Work request: Among the entries that follow, find the lines containing the string "jacket" and copy them.

Source records
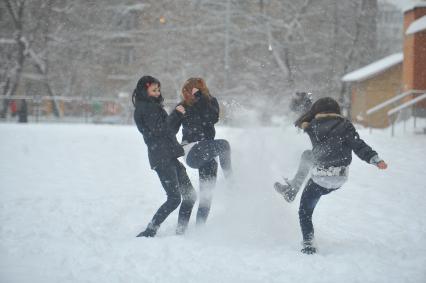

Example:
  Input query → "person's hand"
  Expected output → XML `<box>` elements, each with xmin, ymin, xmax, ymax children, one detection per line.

<box><xmin>176</xmin><ymin>105</ymin><xmax>186</xmax><ymax>114</ymax></box>
<box><xmin>377</xmin><ymin>161</ymin><xmax>388</xmax><ymax>170</ymax></box>
<box><xmin>192</xmin><ymin>88</ymin><xmax>203</xmax><ymax>99</ymax></box>
<box><xmin>191</xmin><ymin>88</ymin><xmax>199</xmax><ymax>95</ymax></box>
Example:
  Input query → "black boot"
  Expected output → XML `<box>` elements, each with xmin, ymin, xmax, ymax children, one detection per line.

<box><xmin>301</xmin><ymin>240</ymin><xmax>317</xmax><ymax>255</ymax></box>
<box><xmin>136</xmin><ymin>223</ymin><xmax>159</xmax><ymax>237</ymax></box>
<box><xmin>274</xmin><ymin>179</ymin><xmax>298</xmax><ymax>202</ymax></box>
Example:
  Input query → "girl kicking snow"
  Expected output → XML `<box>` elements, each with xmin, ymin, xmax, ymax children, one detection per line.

<box><xmin>277</xmin><ymin>97</ymin><xmax>387</xmax><ymax>254</ymax></box>
<box><xmin>169</xmin><ymin>77</ymin><xmax>233</xmax><ymax>225</ymax></box>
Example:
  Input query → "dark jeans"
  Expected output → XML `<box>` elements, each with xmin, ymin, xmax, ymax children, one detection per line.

<box><xmin>185</xmin><ymin>139</ymin><xmax>232</xmax><ymax>224</ymax></box>
<box><xmin>299</xmin><ymin>179</ymin><xmax>336</xmax><ymax>242</ymax></box>
<box><xmin>150</xmin><ymin>159</ymin><xmax>196</xmax><ymax>231</ymax></box>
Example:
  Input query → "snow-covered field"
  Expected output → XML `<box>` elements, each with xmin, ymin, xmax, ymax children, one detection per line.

<box><xmin>1</xmin><ymin>122</ymin><xmax>425</xmax><ymax>283</ymax></box>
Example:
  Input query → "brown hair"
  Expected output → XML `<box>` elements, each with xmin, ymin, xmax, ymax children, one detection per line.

<box><xmin>181</xmin><ymin>77</ymin><xmax>211</xmax><ymax>106</ymax></box>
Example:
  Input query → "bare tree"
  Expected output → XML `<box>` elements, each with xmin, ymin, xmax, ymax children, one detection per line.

<box><xmin>1</xmin><ymin>0</ymin><xmax>64</xmax><ymax>117</ymax></box>
<box><xmin>1</xmin><ymin>0</ymin><xmax>26</xmax><ymax>117</ymax></box>
<box><xmin>0</xmin><ymin>0</ymin><xmax>378</xmax><ymax>121</ymax></box>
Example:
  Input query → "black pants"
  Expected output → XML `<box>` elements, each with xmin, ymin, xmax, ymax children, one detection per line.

<box><xmin>298</xmin><ymin>179</ymin><xmax>336</xmax><ymax>242</ymax></box>
<box><xmin>150</xmin><ymin>159</ymin><xmax>196</xmax><ymax>230</ymax></box>
<box><xmin>185</xmin><ymin>139</ymin><xmax>232</xmax><ymax>224</ymax></box>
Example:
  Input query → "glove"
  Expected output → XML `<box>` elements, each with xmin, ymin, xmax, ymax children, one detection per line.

<box><xmin>194</xmin><ymin>90</ymin><xmax>203</xmax><ymax>99</ymax></box>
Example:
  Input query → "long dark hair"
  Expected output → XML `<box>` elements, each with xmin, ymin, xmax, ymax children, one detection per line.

<box><xmin>132</xmin><ymin>75</ymin><xmax>161</xmax><ymax>106</ymax></box>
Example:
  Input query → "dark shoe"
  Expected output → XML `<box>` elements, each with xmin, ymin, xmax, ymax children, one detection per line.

<box><xmin>136</xmin><ymin>228</ymin><xmax>156</xmax><ymax>237</ymax></box>
<box><xmin>136</xmin><ymin>223</ymin><xmax>159</xmax><ymax>237</ymax></box>
<box><xmin>274</xmin><ymin>179</ymin><xmax>297</xmax><ymax>202</ymax></box>
<box><xmin>301</xmin><ymin>241</ymin><xmax>317</xmax><ymax>254</ymax></box>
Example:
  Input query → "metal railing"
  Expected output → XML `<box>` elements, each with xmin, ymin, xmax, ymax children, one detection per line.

<box><xmin>363</xmin><ymin>89</ymin><xmax>426</xmax><ymax>136</ymax></box>
<box><xmin>388</xmin><ymin>92</ymin><xmax>426</xmax><ymax>136</ymax></box>
<box><xmin>365</xmin><ymin>89</ymin><xmax>425</xmax><ymax>116</ymax></box>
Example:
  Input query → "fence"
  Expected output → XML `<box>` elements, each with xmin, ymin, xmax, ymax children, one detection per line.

<box><xmin>1</xmin><ymin>95</ymin><xmax>275</xmax><ymax>126</ymax></box>
<box><xmin>0</xmin><ymin>95</ymin><xmax>135</xmax><ymax>124</ymax></box>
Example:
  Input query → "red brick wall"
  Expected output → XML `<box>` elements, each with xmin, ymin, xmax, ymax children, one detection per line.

<box><xmin>403</xmin><ymin>7</ymin><xmax>426</xmax><ymax>108</ymax></box>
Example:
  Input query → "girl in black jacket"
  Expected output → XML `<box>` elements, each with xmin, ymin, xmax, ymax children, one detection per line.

<box><xmin>169</xmin><ymin>78</ymin><xmax>232</xmax><ymax>225</ymax></box>
<box><xmin>280</xmin><ymin>97</ymin><xmax>387</xmax><ymax>254</ymax></box>
<box><xmin>133</xmin><ymin>76</ymin><xmax>196</xmax><ymax>237</ymax></box>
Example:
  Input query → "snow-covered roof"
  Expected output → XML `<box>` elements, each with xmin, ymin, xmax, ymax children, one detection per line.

<box><xmin>342</xmin><ymin>53</ymin><xmax>403</xmax><ymax>82</ymax></box>
<box><xmin>406</xmin><ymin>15</ymin><xmax>426</xmax><ymax>34</ymax></box>
<box><xmin>403</xmin><ymin>2</ymin><xmax>426</xmax><ymax>13</ymax></box>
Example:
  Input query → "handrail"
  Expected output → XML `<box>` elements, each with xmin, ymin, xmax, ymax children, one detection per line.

<box><xmin>366</xmin><ymin>89</ymin><xmax>426</xmax><ymax>115</ymax></box>
<box><xmin>388</xmin><ymin>93</ymin><xmax>426</xmax><ymax>116</ymax></box>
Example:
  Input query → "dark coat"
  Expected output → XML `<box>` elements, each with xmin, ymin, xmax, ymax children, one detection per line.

<box><xmin>170</xmin><ymin>93</ymin><xmax>220</xmax><ymax>144</ymax></box>
<box><xmin>134</xmin><ymin>93</ymin><xmax>184</xmax><ymax>169</ymax></box>
<box><xmin>303</xmin><ymin>114</ymin><xmax>377</xmax><ymax>168</ymax></box>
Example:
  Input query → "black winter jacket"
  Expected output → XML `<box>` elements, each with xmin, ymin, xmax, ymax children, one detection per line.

<box><xmin>170</xmin><ymin>93</ymin><xmax>220</xmax><ymax>144</ymax></box>
<box><xmin>134</xmin><ymin>94</ymin><xmax>184</xmax><ymax>169</ymax></box>
<box><xmin>303</xmin><ymin>114</ymin><xmax>377</xmax><ymax>168</ymax></box>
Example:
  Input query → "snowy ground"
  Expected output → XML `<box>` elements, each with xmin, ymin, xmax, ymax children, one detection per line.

<box><xmin>1</xmin><ymin>121</ymin><xmax>425</xmax><ymax>283</ymax></box>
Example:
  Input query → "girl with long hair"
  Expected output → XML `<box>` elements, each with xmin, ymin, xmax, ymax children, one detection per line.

<box><xmin>169</xmin><ymin>78</ymin><xmax>232</xmax><ymax>224</ymax></box>
<box><xmin>133</xmin><ymin>75</ymin><xmax>196</xmax><ymax>237</ymax></box>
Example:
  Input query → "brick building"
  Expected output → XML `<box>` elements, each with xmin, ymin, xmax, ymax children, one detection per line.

<box><xmin>403</xmin><ymin>3</ymin><xmax>426</xmax><ymax>115</ymax></box>
<box><xmin>342</xmin><ymin>2</ymin><xmax>426</xmax><ymax>128</ymax></box>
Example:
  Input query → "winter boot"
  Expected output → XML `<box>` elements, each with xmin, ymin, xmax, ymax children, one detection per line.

<box><xmin>274</xmin><ymin>179</ymin><xmax>298</xmax><ymax>202</ymax></box>
<box><xmin>136</xmin><ymin>223</ymin><xmax>159</xmax><ymax>238</ymax></box>
<box><xmin>301</xmin><ymin>240</ymin><xmax>317</xmax><ymax>255</ymax></box>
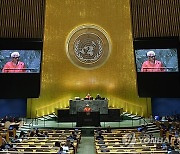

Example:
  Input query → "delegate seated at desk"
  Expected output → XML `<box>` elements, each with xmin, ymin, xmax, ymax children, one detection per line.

<box><xmin>85</xmin><ymin>93</ymin><xmax>92</xmax><ymax>100</ymax></box>
<box><xmin>95</xmin><ymin>94</ymin><xmax>101</xmax><ymax>100</ymax></box>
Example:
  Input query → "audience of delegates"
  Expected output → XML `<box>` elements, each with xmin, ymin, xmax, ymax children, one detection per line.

<box><xmin>0</xmin><ymin>116</ymin><xmax>80</xmax><ymax>153</ymax></box>
<box><xmin>0</xmin><ymin>137</ymin><xmax>17</xmax><ymax>152</ymax></box>
<box><xmin>154</xmin><ymin>114</ymin><xmax>180</xmax><ymax>153</ymax></box>
<box><xmin>0</xmin><ymin>116</ymin><xmax>20</xmax><ymax>123</ymax></box>
<box><xmin>0</xmin><ymin>128</ymin><xmax>80</xmax><ymax>153</ymax></box>
<box><xmin>155</xmin><ymin>114</ymin><xmax>180</xmax><ymax>122</ymax></box>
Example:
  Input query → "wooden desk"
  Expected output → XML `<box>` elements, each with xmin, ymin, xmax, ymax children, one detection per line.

<box><xmin>96</xmin><ymin>150</ymin><xmax>167</xmax><ymax>154</ymax></box>
<box><xmin>70</xmin><ymin>99</ymin><xmax>108</xmax><ymax>114</ymax></box>
<box><xmin>0</xmin><ymin>135</ymin><xmax>2</xmax><ymax>146</ymax></box>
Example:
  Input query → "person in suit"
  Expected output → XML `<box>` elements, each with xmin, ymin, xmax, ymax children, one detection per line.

<box><xmin>95</xmin><ymin>94</ymin><xmax>101</xmax><ymax>100</ymax></box>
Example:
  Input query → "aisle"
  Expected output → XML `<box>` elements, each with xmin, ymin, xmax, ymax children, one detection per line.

<box><xmin>77</xmin><ymin>136</ymin><xmax>95</xmax><ymax>154</ymax></box>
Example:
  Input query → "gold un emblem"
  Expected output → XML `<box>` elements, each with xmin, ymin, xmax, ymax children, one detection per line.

<box><xmin>66</xmin><ymin>25</ymin><xmax>111</xmax><ymax>69</ymax></box>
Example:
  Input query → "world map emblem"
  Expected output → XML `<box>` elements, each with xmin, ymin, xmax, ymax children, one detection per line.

<box><xmin>66</xmin><ymin>25</ymin><xmax>111</xmax><ymax>69</ymax></box>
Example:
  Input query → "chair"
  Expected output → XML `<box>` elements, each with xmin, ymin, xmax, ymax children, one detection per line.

<box><xmin>45</xmin><ymin>140</ymin><xmax>53</xmax><ymax>143</ymax></box>
<box><xmin>130</xmin><ymin>149</ymin><xmax>137</xmax><ymax>154</ymax></box>
<box><xmin>64</xmin><ymin>130</ymin><xmax>70</xmax><ymax>133</ymax></box>
<box><xmin>4</xmin><ymin>121</ymin><xmax>11</xmax><ymax>129</ymax></box>
<box><xmin>41</xmin><ymin>145</ymin><xmax>49</xmax><ymax>147</ymax></box>
<box><xmin>43</xmin><ymin>149</ymin><xmax>50</xmax><ymax>152</ymax></box>
<box><xmin>36</xmin><ymin>149</ymin><xmax>44</xmax><ymax>152</ymax></box>
<box><xmin>147</xmin><ymin>143</ymin><xmax>154</xmax><ymax>146</ymax></box>
<box><xmin>155</xmin><ymin>121</ymin><xmax>161</xmax><ymax>128</ymax></box>
<box><xmin>115</xmin><ymin>134</ymin><xmax>122</xmax><ymax>137</ymax></box>
<box><xmin>18</xmin><ymin>121</ymin><xmax>24</xmax><ymax>128</ymax></box>
<box><xmin>116</xmin><ymin>149</ymin><xmax>124</xmax><ymax>152</ymax></box>
<box><xmin>29</xmin><ymin>144</ymin><xmax>36</xmax><ymax>147</ymax></box>
<box><xmin>113</xmin><ymin>144</ymin><xmax>120</xmax><ymax>147</ymax></box>
<box><xmin>107</xmin><ymin>134</ymin><xmax>114</xmax><ymax>137</ymax></box>
<box><xmin>142</xmin><ymin>147</ymin><xmax>151</xmax><ymax>151</ymax></box>
<box><xmin>24</xmin><ymin>149</ymin><xmax>33</xmax><ymax>152</ymax></box>
<box><xmin>52</xmin><ymin>134</ymin><xmax>60</xmax><ymax>137</ymax></box>
<box><xmin>107</xmin><ymin>138</ymin><xmax>114</xmax><ymax>140</ymax></box>
<box><xmin>164</xmin><ymin>121</ymin><xmax>169</xmax><ymax>128</ymax></box>
<box><xmin>101</xmin><ymin>148</ymin><xmax>110</xmax><ymax>152</ymax></box>
<box><xmin>59</xmin><ymin>137</ymin><xmax>66</xmax><ymax>140</ymax></box>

Solution to this exercise:
  Input query → "girl in black jacket"
  Input query → "black winter jacket"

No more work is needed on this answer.